====== DATA TO USE ======
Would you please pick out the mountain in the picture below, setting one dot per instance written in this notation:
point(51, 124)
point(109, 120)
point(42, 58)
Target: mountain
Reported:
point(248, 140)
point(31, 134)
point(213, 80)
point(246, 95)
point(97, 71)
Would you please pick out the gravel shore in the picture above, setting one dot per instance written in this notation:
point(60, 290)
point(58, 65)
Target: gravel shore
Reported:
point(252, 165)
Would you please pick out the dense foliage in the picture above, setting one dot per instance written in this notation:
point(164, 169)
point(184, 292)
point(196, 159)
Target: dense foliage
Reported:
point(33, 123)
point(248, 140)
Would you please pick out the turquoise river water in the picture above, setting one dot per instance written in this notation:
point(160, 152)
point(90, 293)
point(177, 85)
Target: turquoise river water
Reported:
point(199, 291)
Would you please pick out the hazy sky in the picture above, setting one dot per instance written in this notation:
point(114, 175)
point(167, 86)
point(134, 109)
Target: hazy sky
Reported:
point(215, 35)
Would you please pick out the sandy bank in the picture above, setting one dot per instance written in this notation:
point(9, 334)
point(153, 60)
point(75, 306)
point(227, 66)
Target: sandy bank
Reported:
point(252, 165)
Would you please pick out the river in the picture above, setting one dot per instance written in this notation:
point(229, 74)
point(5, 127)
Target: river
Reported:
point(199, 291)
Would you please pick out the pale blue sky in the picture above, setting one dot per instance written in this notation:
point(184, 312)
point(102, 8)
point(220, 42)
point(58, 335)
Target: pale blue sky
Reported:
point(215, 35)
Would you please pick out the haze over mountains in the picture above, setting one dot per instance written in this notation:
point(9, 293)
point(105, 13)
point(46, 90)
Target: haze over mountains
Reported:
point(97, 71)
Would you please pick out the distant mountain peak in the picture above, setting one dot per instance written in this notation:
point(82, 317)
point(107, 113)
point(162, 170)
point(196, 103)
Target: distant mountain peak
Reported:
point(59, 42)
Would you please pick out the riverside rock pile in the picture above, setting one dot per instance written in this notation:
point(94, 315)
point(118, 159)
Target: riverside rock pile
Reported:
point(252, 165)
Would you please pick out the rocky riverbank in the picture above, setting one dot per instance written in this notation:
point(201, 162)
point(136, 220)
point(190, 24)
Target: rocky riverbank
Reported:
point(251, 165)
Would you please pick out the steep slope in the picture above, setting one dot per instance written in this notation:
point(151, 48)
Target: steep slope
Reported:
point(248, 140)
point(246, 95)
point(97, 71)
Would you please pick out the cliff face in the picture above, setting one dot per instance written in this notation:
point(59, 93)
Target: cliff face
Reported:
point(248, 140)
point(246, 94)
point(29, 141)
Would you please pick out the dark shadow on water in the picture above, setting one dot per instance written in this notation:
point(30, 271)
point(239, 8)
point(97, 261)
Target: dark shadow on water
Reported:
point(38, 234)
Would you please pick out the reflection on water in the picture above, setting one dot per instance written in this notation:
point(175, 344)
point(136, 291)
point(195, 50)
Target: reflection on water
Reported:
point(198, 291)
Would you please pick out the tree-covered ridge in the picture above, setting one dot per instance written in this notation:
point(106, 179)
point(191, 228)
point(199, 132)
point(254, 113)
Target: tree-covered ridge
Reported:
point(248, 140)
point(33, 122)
======
## DIRECTIONS
Copy all lines of the material above where the string "haze" occurs.

## RESPONSE AREA
Would you please pick out the haze over mountains in the picture above, setting one dot per instance written in this notation:
Target: haze over mountains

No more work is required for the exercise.